■ 提供テキスト ■
****************

他のイギリス植民地時代のカリブ海諸国と同様に、クリケットは島で非常に人気がある。クリケット西インド諸島代表チームには通常、数人のバルバドス人選手が含まれる。いくつかのウォームアップマッチ、グループステージマッチ、そして少数の「スーパーエイト」マッチに加えて、バルバドスは2007 クリケット・ワールドカップおよび2024 ICC男子T20ワールドカップの決勝戦を主催した。バルバドスは、サー・ガーフィールド・ソバーズ、サー・フランク・ウォレル、サー・クライド・ウォルコット、サー・エヴァートン・ウィークス、ゴードン・グリーニッジ、ウェス・ホール、チャーリー・グリフィス、ジョエル・ガーナー、デズモンド・ヘインズ、マルコム・マーシャルなど、多くの偉大なクリケット選手を輩出してきた。

****************

■ 記録一覧 ■
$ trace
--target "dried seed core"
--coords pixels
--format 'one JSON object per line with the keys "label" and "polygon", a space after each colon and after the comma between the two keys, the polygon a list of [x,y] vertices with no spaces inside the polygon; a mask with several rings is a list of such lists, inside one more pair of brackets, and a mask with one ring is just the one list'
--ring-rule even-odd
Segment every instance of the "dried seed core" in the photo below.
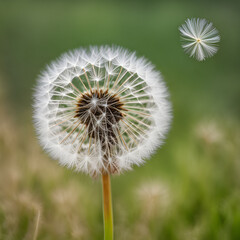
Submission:
{"label": "dried seed core", "polygon": [[118,123],[125,110],[123,105],[116,94],[93,89],[79,96],[74,117],[86,126],[88,137],[100,141],[101,147],[106,149],[118,142]]}

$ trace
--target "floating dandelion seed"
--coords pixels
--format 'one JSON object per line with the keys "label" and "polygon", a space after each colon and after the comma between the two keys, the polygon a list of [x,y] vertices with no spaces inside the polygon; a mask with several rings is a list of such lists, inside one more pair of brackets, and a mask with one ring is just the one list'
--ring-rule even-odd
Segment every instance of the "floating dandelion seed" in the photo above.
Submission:
{"label": "floating dandelion seed", "polygon": [[167,89],[144,58],[115,47],[62,55],[38,79],[34,121],[44,149],[90,175],[143,163],[170,122]]}
{"label": "floating dandelion seed", "polygon": [[217,52],[220,36],[213,24],[208,23],[206,19],[187,19],[179,27],[179,31],[183,40],[182,47],[190,57],[202,61]]}
{"label": "floating dandelion seed", "polygon": [[154,67],[120,47],[62,55],[38,79],[34,121],[62,165],[102,175],[105,239],[113,239],[111,174],[139,165],[162,144],[171,119]]}

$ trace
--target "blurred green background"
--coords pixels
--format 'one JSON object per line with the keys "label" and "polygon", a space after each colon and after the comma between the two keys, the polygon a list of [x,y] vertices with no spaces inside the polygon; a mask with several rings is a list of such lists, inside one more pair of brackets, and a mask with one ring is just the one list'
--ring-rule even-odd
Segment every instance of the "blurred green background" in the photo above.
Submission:
{"label": "blurred green background", "polygon": [[[115,239],[240,239],[239,1],[0,0],[0,239],[103,239],[101,182],[40,149],[32,92],[61,53],[136,50],[159,69],[173,104],[165,145],[112,178]],[[184,54],[178,27],[200,17],[219,52]]]}

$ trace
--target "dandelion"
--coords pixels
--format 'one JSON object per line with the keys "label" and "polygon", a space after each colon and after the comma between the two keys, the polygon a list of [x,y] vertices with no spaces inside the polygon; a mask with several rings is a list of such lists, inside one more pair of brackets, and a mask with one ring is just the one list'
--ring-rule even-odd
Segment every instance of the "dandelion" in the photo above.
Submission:
{"label": "dandelion", "polygon": [[102,175],[105,239],[112,239],[110,175],[142,164],[169,128],[160,73],[120,47],[77,49],[50,64],[34,96],[43,148],[61,165]]}
{"label": "dandelion", "polygon": [[190,57],[203,61],[217,52],[220,36],[218,30],[206,19],[187,19],[179,27],[179,31],[183,41],[182,47]]}

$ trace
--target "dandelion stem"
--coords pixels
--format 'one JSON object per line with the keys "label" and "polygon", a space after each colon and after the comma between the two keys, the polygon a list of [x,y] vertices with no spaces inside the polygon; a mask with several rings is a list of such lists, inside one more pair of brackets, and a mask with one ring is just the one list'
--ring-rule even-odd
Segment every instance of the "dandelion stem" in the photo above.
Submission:
{"label": "dandelion stem", "polygon": [[113,214],[110,175],[102,174],[104,240],[113,240]]}

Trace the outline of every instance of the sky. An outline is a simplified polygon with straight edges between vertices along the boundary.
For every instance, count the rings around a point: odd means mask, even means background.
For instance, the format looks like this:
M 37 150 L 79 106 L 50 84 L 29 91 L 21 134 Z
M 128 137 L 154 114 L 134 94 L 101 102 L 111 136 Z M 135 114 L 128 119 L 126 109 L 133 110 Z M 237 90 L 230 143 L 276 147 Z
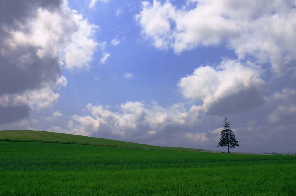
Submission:
M 0 130 L 294 152 L 295 32 L 295 0 L 1 1 Z

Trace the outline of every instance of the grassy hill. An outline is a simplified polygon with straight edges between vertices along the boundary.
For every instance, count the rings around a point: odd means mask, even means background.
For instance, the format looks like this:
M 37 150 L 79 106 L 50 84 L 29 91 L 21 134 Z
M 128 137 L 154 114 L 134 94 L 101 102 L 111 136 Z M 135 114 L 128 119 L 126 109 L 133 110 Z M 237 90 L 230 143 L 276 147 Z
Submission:
M 7 139 L 12 141 L 67 143 L 175 150 L 190 151 L 200 149 L 178 147 L 159 146 L 119 140 L 48 131 L 29 130 L 0 131 L 0 141 L 7 140 Z
M 296 156 L 10 141 L 0 155 L 0 196 L 296 195 Z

****************

■ 取り組む課題 ■
**1.** バルバドスのクリケットに関する文章をもとに、次の問いに答えよ。
(a) バルバドスが決勝戦を主催した大会は何か。
(b) クリケット西インド諸島代表チームには通常、何が含まれるか。
(c) クリケットが島で非常に人気がある点で、バルバドスはどの国々と同様だとされているか。
**2.** バルバドスのクリケットに関する文章で、名前に「サー」が付いている選手をすべて挙げよ。
**3.** バルバドスのクリケットに関する文章の続きを、最後の文の後から書け。

■ 解答 ■
**1.**
(a) 2007 クリケット・ワールドカップおよび2024 ICC男子T20ワールドカップ
(b) 数人のバルバドス人選手
(c) 他のイギリス植民地時代のカリブ海諸国

**2.** サー・ガーフィールド・ソバーズ、サー・フランク・ウォレル、サー・クライド・ウォルコット、サー・エヴァートン・ウィークス

**3.**
陸上競技では、短距離走者のオバデレ・トンプソンが2000年夏季オリンピックの100mで銅メダルを獲得した。2022年8月現在、彼はバルバドス初のオリンピックメダリストであった。ライアン・ブラスウェイトは、2009年ベルリン世界陸上競技選手権大会の110メートルハードルで金メダルを獲得した。
ラグビーもバルバドスで人気がある。
競馬はブリッジタウン近くの歴史的なギャリソン・サバンナ競馬場で行われる。観客はスタンドへの入場料を支払うことができる。グランドスタンドへの入場料は2.5 USDから5 USDである。
バスケットボールはますます人気のあるスポーツであり、学校や大学でプレーされている。バルバドス男子代表チームは、2006年コモンウェルスゲームズでの5位入賞など、国際的にもいくつかの成功を収めている。
ポロは島の富裕層の間で非常に人気があり、「ハイゴール」のエイプスヒルチームはセントジェームズクラブを拠点としている。
ゴルフでは、ロイヤルウェストモアランドゴルフクラブで開催されるバルバドスオープンが、2000年から2009年までヨーロピアンシニアツアーの年間開催地であった。2006年12月には、WGCワールドカップが同国のサンディレーン・リゾートのカントリークラブコース(トム・ファジオ設計の18ホールコース)で開催された。バルバドスゴルフクラブも島にあるコースの一つである。
バレーボールも人気があり、主に屋内でプレーされる。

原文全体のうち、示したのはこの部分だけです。